> The task:
Copy out the items below line for line, with no changes to their wording. Omit the pictures from your copy.

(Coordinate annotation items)
— START —
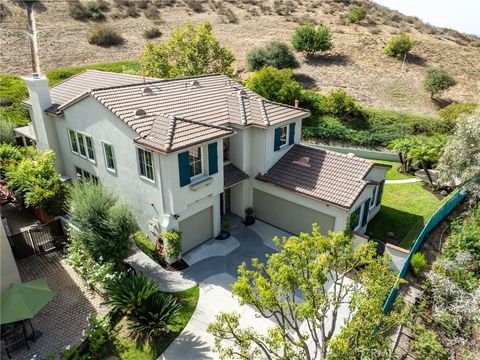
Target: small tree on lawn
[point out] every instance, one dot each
(304, 288)
(275, 53)
(276, 85)
(460, 160)
(104, 225)
(437, 80)
(311, 40)
(191, 50)
(398, 46)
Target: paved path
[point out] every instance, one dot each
(405, 181)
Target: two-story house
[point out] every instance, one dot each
(184, 152)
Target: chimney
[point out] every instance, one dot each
(43, 123)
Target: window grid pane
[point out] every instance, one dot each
(91, 153)
(81, 143)
(73, 141)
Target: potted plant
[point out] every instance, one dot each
(172, 246)
(249, 218)
(226, 228)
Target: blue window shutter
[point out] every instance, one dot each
(366, 205)
(212, 158)
(276, 144)
(291, 139)
(184, 168)
(380, 192)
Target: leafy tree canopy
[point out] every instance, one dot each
(275, 84)
(191, 50)
(302, 288)
(310, 39)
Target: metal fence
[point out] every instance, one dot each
(436, 219)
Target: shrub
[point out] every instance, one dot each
(310, 39)
(104, 36)
(275, 84)
(426, 345)
(6, 132)
(437, 80)
(418, 263)
(94, 11)
(78, 11)
(398, 46)
(451, 112)
(9, 155)
(357, 14)
(104, 225)
(38, 182)
(172, 240)
(155, 314)
(152, 33)
(338, 103)
(275, 53)
(128, 292)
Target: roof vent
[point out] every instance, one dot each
(147, 91)
(140, 112)
(303, 161)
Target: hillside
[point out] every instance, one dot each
(357, 63)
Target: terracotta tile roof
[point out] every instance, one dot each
(77, 85)
(331, 177)
(169, 133)
(232, 175)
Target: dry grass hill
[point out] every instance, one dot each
(357, 62)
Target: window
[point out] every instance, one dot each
(73, 141)
(109, 157)
(90, 151)
(195, 162)
(145, 162)
(283, 135)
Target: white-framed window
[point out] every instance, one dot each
(90, 150)
(195, 162)
(81, 144)
(283, 135)
(145, 163)
(109, 156)
(73, 141)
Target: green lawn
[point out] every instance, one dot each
(128, 349)
(394, 173)
(406, 208)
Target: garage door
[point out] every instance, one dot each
(196, 229)
(289, 216)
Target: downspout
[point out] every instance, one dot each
(32, 35)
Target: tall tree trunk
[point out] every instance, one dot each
(429, 176)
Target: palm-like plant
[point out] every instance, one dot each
(127, 293)
(154, 315)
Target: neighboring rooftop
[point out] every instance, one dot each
(331, 177)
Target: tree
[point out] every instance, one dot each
(302, 289)
(191, 50)
(437, 80)
(460, 160)
(275, 53)
(310, 39)
(398, 46)
(276, 85)
(104, 226)
(38, 182)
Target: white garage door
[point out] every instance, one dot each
(289, 216)
(196, 229)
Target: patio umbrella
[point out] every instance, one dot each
(23, 301)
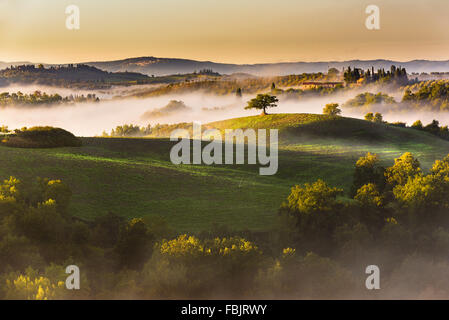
— END —
> Solution for this task:
Target: small tree on lawn
[point out] every instance, one dot each
(304, 288)
(275, 53)
(276, 85)
(460, 160)
(104, 225)
(437, 80)
(311, 40)
(191, 50)
(398, 46)
Target: paved path
[point out] every instance, one dot each
(405, 181)
Target: two-story house
[point out] every instance, one dot each
(184, 152)
Target: chimney
[point out] every instance, one dot each
(43, 123)
Target: window grid pane
[point out] every instance, one dot each
(91, 153)
(81, 143)
(73, 141)
Target: potted plant
[point out] every instance, one dot each
(172, 246)
(249, 218)
(226, 228)
Target: blue window shutter
[point out] every instance, one dot each
(366, 205)
(212, 158)
(276, 144)
(291, 139)
(184, 168)
(380, 192)
Target: leafy tree canopy
[point out] every instance, one dot each
(275, 84)
(191, 50)
(302, 288)
(310, 39)
Target: metal fence
[point out] every instance, one dot each
(436, 219)
Target: shrub
[point out] every instance, one dot each
(310, 39)
(104, 36)
(275, 84)
(426, 345)
(6, 132)
(437, 80)
(418, 263)
(94, 11)
(78, 11)
(398, 46)
(451, 112)
(9, 155)
(357, 14)
(104, 225)
(38, 182)
(172, 240)
(155, 314)
(152, 33)
(338, 103)
(275, 53)
(128, 292)
Target: roof vent
[point out] every instance, one dot each
(147, 91)
(140, 112)
(303, 161)
Target: hillside
[point out] every instance, one dot each
(357, 63)
Target: terracotta tile roof
[point out] every instance, one dot each
(77, 85)
(331, 177)
(169, 133)
(232, 175)
Target: dry grass hill
[point out] every instance, one dot each
(357, 62)
Target: window
[point out] every instance, one dot each
(73, 141)
(109, 157)
(90, 151)
(195, 162)
(145, 162)
(283, 135)
Target: white-framed window
[point out] every instance, one dot each
(90, 150)
(195, 162)
(81, 144)
(283, 135)
(145, 163)
(109, 156)
(73, 141)
Target: green lawn
[point out] every instance, one dot each
(128, 349)
(394, 173)
(406, 208)
Target: garage door
[point out] every instance, one dot each
(196, 229)
(289, 216)
Target: downspout
[point out] every instance, one dot each
(32, 35)
Target: tall tree trunk
[point out] every instance, one dot each
(429, 176)
Target: palm-like plant
[point out] every instance, one dot each
(127, 293)
(154, 315)
Target: neighboring rooftop
[point out] every instance, one dot each
(331, 177)
Target: tree
[point out] every instance, one dot each
(302, 289)
(191, 50)
(437, 80)
(460, 160)
(275, 53)
(310, 39)
(398, 46)
(276, 85)
(104, 226)
(38, 182)
Target: white garage door
[point out] every instance, one dot each
(289, 216)
(196, 229)
Target: patio umbrella
[point out] every instance, one dot each
(23, 301)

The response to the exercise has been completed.